* BEGIN Information given *

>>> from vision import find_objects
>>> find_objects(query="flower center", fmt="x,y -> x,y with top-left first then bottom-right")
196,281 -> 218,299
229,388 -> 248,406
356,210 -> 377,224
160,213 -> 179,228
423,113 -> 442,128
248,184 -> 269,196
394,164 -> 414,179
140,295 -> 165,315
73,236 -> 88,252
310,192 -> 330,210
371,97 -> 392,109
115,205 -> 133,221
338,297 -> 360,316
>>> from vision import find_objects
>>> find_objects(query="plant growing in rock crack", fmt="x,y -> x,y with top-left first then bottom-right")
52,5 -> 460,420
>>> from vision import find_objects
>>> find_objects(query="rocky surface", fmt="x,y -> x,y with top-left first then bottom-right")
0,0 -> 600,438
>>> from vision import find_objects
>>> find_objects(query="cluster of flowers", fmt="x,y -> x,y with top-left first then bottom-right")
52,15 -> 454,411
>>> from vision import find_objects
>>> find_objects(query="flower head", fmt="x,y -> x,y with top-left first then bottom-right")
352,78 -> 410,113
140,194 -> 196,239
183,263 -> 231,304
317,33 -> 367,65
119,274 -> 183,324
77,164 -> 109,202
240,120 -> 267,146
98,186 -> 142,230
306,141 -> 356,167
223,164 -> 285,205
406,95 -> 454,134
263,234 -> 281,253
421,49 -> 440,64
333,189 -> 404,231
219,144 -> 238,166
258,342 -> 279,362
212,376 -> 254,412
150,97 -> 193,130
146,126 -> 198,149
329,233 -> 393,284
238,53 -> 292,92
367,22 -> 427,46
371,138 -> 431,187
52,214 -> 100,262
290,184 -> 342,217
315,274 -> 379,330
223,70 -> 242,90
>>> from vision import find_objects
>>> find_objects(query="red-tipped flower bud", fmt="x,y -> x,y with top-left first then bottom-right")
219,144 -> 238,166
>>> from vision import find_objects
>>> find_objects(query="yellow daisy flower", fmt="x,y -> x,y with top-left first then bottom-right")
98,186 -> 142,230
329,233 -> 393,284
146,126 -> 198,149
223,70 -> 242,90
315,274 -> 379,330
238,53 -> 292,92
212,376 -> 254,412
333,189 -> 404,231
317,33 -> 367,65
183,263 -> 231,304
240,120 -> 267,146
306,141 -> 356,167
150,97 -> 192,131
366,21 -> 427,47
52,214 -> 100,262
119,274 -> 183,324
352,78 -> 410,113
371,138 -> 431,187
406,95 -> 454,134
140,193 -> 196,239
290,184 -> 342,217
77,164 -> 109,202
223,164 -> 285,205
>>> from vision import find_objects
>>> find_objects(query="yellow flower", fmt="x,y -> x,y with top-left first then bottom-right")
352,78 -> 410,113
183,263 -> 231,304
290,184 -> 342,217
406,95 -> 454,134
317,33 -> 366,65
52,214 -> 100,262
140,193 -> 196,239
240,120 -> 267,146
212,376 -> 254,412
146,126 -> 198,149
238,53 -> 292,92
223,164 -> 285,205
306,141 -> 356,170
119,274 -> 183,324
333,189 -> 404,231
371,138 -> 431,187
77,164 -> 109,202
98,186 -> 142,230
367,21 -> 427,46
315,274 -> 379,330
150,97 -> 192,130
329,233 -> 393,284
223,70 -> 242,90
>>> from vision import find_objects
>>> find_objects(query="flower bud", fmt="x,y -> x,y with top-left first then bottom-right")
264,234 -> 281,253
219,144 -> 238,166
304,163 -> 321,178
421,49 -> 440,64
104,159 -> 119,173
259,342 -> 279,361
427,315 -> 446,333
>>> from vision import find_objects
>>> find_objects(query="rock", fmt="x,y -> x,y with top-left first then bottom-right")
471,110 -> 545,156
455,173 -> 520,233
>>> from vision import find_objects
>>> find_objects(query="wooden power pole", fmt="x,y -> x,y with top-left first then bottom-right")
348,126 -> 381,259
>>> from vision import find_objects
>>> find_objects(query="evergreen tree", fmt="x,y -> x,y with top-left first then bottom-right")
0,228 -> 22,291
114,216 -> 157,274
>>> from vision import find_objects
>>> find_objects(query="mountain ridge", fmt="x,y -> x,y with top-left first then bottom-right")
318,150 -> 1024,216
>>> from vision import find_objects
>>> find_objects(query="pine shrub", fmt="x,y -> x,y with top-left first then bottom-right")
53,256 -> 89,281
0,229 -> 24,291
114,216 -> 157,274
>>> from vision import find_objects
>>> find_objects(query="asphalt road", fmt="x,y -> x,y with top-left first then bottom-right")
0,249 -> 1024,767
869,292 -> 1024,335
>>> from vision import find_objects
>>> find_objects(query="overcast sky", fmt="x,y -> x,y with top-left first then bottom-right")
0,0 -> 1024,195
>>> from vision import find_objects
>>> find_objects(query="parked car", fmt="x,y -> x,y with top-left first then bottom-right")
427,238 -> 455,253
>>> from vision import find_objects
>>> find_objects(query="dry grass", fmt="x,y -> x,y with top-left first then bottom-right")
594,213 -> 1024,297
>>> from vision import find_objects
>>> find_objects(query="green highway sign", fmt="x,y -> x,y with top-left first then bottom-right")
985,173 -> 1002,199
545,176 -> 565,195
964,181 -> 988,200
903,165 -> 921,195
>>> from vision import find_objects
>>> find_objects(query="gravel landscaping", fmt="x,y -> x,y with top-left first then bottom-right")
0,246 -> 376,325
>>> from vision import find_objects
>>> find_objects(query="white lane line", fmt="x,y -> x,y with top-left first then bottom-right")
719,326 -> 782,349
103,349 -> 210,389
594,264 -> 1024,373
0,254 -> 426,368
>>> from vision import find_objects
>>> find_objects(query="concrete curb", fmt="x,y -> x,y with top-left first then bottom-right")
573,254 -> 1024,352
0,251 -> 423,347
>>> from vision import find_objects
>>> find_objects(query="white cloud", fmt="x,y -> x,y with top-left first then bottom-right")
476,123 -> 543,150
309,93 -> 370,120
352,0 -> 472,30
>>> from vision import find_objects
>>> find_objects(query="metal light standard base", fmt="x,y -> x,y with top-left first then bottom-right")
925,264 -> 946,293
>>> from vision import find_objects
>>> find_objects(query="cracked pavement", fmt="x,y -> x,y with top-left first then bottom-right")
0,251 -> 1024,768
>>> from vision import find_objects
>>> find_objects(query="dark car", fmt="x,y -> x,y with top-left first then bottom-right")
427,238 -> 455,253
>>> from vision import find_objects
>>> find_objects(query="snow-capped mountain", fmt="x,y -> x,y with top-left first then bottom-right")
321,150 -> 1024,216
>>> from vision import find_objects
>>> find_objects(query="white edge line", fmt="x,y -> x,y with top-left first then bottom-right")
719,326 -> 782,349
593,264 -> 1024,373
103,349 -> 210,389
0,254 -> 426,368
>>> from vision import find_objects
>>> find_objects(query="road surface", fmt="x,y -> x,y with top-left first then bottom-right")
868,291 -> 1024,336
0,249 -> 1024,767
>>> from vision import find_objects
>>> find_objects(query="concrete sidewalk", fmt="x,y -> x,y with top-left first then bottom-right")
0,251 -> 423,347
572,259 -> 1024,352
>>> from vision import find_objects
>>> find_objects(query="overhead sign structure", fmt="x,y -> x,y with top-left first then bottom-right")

* END Information given *

Rewrite all of the lines above, replacing every occurrence of "top-left" with "upper-left" and leaving everything else unchanged.

● **Finished task**
>>> from vision import find_objects
>>> find_objects(query="flower center", fmt="x,y -> x,y with upper-left first then bottom-right")
196,281 -> 218,299
229,388 -> 248,406
356,210 -> 377,224
160,213 -> 179,228
423,113 -> 442,128
248,184 -> 269,196
394,164 -> 414,179
140,295 -> 165,315
73,236 -> 88,252
310,192 -> 330,210
371,97 -> 392,109
115,205 -> 133,221
338,297 -> 360,316
>>> from vision import find_objects
>>> find_objects(query="plant growing in rock crack", fmt="x,y -> x,y with upper-left first then bottom-right")
52,5 -> 460,420
>>> from vision import find_objects
>>> find_objects(query="rocky surface", fmt="x,y -> x,y with upper-left first then bottom-right")
0,0 -> 600,438
>>> from vision import find_objects
>>> find_objects(query="cluster of flowers", fmt="x,y -> x,y with upper-left first then bottom-right")
52,15 -> 454,411
>>> from vision import find_objects
>>> find_objects(query="flower head", fmt="x,y -> x,y with upper-left first then bottom-right")
352,78 -> 410,113
140,194 -> 196,239
183,263 -> 231,304
317,33 -> 367,65
119,274 -> 183,324
77,164 -> 109,202
240,120 -> 267,146
98,186 -> 142,230
306,141 -> 356,167
223,164 -> 285,205
406,95 -> 454,134
263,234 -> 281,253
421,49 -> 440,64
333,189 -> 404,231
219,144 -> 238,166
258,342 -> 279,362
212,376 -> 254,412
150,97 -> 193,130
146,126 -> 198,149
329,233 -> 393,284
238,53 -> 292,92
367,22 -> 427,46
371,138 -> 431,187
52,214 -> 100,262
290,184 -> 342,217
315,274 -> 379,330
223,70 -> 242,90
>>> from vision import find_objects
>>> find_objects(query="red-tipped flower bud", fmt="x,y -> x,y with upper-left first then bottom-right")
219,144 -> 238,166
>>> from vision import find_objects
>>> find_objects(query="yellow daisy flower", fmt="x,y -> x,y with upper-left first then bottom-right")
98,186 -> 142,230
329,233 -> 393,284
146,126 -> 198,149
223,70 -> 242,90
315,274 -> 379,330
238,53 -> 292,92
212,376 -> 254,412
333,189 -> 404,231
317,33 -> 367,65
183,263 -> 231,304
240,120 -> 267,146
306,141 -> 356,167
150,97 -> 192,131
366,21 -> 427,47
52,214 -> 100,262
119,274 -> 183,324
352,78 -> 410,113
371,138 -> 431,187
406,95 -> 454,134
140,193 -> 196,239
290,184 -> 342,217
77,164 -> 109,202
223,164 -> 285,205
>>> from vision import find_objects
>>> find_objects(query="yellow flower", fmt="x,y -> x,y with upper-left first then bottom-right")
352,78 -> 410,113
183,263 -> 231,304
290,184 -> 342,217
406,95 -> 454,134
317,33 -> 366,65
52,214 -> 100,262
140,193 -> 196,239
240,120 -> 267,146
212,376 -> 254,412
146,126 -> 198,149
238,53 -> 292,92
223,164 -> 285,205
306,141 -> 356,170
119,274 -> 183,324
333,189 -> 404,231
371,138 -> 431,187
77,164 -> 109,202
98,186 -> 142,230
367,21 -> 427,46
315,274 -> 379,330
150,97 -> 192,130
329,233 -> 393,284
223,70 -> 242,90
>>> from vision import find_objects
>>> find_objects(query="flower bud", fmt="x,y -> x,y with upper-left first then bottom-right")
264,234 -> 281,253
219,144 -> 238,166
304,163 -> 321,178
421,49 -> 440,64
104,159 -> 119,173
259,342 -> 279,361
427,315 -> 446,333
>>> from vision import find_objects
>>> find_objects(query="rock", fmt="x,y -> x,y with upper-left first then bottom-right")
471,110 -> 545,156
455,173 -> 520,233
>>> from vision import find_objects
>>> find_objects(query="wooden power pole", fmt="x,y -> x,y with upper-left first then bottom-right")
348,126 -> 381,259
>>> from vision import find_objects
>>> find_objects(query="evergreen tree", fmt="x,y -> x,y with upper-left first then bottom-right")
0,228 -> 22,291
114,216 -> 157,274
>>> from vision import find_objects
>>> find_objects(query="mountain ridge", fmt="x,y -> x,y with upper-left first then bottom-right")
318,150 -> 1024,216
>>> from vision import find_objects
>>> find_objects(query="pine shrub", fmt="x,y -> x,y with upper-left first then bottom-right")
53,256 -> 89,281
0,229 -> 24,291
114,216 -> 157,274
>>> from vision import find_objects
>>> find_objects(query="asphalt road", fmt="x,y -> x,y with upper-left first then bottom-right")
0,249 -> 1024,767
869,292 -> 1024,335
>>> from vision import find_objects
>>> find_objects(query="overcast sky", fmt="x,y -> x,y with upper-left first then bottom-right")
0,0 -> 1024,195
>>> from vision import find_objects
>>> find_objects(query="parked car", fmt="x,y -> x,y with upper-left first then bottom-right")
427,238 -> 455,253
>>> from vision import find_objects
>>> find_objects(query="dry grass", fmt="x,y -> x,y with upper-left first then bottom-right")
594,213 -> 1024,297
>>> from vision import find_objects
>>> find_objects(query="green highway sign", fmt="x,y -> x,y with upper-left first then bottom-right")
985,173 -> 1002,199
545,176 -> 565,195
964,181 -> 988,200
903,165 -> 921,195
>>> from vision import find_objects
>>> find_objects(query="gravel landscaping", fmt="x,y -> x,y with upper-left first then bottom-right")
0,246 -> 376,325
>>> from vision import find_objects
>>> find_objects(query="white lane line", fmt="x,y -> x,y with upper-left first then bottom-right")
719,326 -> 782,349
103,349 -> 210,389
594,264 -> 1024,373
0,254 -> 426,368
>>> from vision import find_objects
>>> find_objects(query="concrete curb", fmt="x,y -> x,y with upper-left first then bottom-right")
573,254 -> 1024,352
0,251 -> 423,347
>>> from vision import find_objects
>>> find_objects(query="white cloud", fmt="x,y -> x,y with upper-left first then bottom-right")
476,123 -> 543,150
309,93 -> 370,120
352,0 -> 472,30
>>> from vision import find_objects
>>> find_objects(query="metal light standard base", fmt="x,y -> x,y with upper-left first then bottom-right")
925,264 -> 946,293
>>> from vision import find_objects
>>> find_objects(query="cracked pavement", fmt="x,y -> x,y with upper-left first then bottom-right")
0,251 -> 1024,768
>>> from vision import find_objects
>>> find_objects(query="dark car", fmt="x,y -> x,y with upper-left first then bottom-right")
427,238 -> 455,253
>>> from vision import find_objects
>>> find_objects(query="snow-capped mountain", fmt="x,y -> x,y with upper-left first then bottom-right")
321,150 -> 1024,216
>>> from vision import find_objects
>>> find_objects(query="white edge line", fmt="x,y -> x,y with upper-left first then bottom-right")
719,326 -> 782,349
593,264 -> 1024,373
103,349 -> 210,389
0,254 -> 426,368
>>> from vision import find_objects
>>> find_objects(query="road surface", fmt="x,y -> x,y with upper-left first then bottom-right")
868,291 -> 1024,336
0,249 -> 1024,767
>>> from vision import find_objects
>>> find_objects(query="concrete sidewalk", fmt="x,y -> x,y with upper-left first then bottom-right")
0,251 -> 423,347
572,259 -> 1024,352
>>> from vision import find_objects
>>> find_objects(query="overhead sign structure", fmt="x,y -> x,y with upper-left first then bottom-right")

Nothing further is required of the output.